Excerpted passage:
□ □ □ □

True, True. Tires, wheel base etc are big factors as well as a WDH with integral sway control. Friction Sway Control bars aren't very good at all. Even with a shorter unit.

Eric


----------



## Mgonzo2u

Simple answer from another Chrysler SUV type user with a 21RS of his own.

Sorry but your tow vehicle is not strong enough and it does not have the minimum wheelbase required to support such a TT set-up.

From what I gathered on a quick spec review of your T.V., you are under 106". For the 21RS, at minimum, you need at least a 119" wheelbase TV.

You need a different T.V. to avoid the concerns you have just discovered. WDH and other equipment will not solve your problem for the long term.

Add to that your max towing cap. estimated at about 6,500# and you are pushing up against all the limits (when the TV and TT are loaded up (not even including water in tanks)). Your tranny will hate you in short order......sooner if mountain driving is in your near future.

Source:

http://www.new-cars.com/2004/jeep/jeep-grand-cherokee-specs.html

p.s.

For the record, with the proper minimum wheel base and towing capacity, a WDH and and single friction control bar work more than adequately. Using my 7+ years of experience in driving a lot of So Cal roads up through mountain ranges and back down again to sea level (with Southern Cal traffic in all areas) as my proof.

Best of luck in your decision to amend your concerns.


----------



## RDS

A larger TV will make a huge difference. I have the same TT as you but my truck weighs twice as much as yours. (7500Lbs) I don't even have a WD hitch or sway control and my TT never moves around.

If you had a little bigger TV with your hitch, things will be much better.

I'm sure this is not what you wanted to hear, but better safe than sorry.


----------



## CamperAndy

You can turn the shank over to change the position of the holes so you can correctly adjust the WDH.

□ □ □ □

Material:
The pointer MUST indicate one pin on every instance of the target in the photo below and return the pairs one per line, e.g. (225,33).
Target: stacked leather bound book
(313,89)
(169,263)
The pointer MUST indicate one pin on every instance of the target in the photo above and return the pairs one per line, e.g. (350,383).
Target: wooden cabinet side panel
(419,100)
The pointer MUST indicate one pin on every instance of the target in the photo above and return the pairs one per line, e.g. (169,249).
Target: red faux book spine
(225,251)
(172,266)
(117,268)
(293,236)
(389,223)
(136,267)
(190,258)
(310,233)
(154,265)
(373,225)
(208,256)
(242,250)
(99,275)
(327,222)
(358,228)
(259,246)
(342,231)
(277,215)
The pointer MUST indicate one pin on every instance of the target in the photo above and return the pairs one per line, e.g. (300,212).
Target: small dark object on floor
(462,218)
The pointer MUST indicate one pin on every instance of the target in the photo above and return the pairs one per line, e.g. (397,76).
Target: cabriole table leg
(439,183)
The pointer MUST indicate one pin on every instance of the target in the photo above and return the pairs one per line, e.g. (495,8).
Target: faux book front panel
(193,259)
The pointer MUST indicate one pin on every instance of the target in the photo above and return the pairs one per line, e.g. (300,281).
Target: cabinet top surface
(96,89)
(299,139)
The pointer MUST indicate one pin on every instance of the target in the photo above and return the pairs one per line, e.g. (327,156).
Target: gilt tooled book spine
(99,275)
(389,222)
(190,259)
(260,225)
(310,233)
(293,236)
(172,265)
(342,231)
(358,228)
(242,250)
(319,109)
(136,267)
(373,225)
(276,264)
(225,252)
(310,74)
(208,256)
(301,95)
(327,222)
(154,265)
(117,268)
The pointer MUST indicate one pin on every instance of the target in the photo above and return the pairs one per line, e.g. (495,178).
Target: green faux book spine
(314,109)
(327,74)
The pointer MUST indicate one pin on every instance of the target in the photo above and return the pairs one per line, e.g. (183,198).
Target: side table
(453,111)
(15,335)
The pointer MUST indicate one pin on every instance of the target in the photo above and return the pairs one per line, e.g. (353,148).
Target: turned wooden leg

□ □ □ □

In the forum thread on towing, what is the minimum tow vehicle wheelbase given for the 21RS?

Exercise response: At least 119 inches.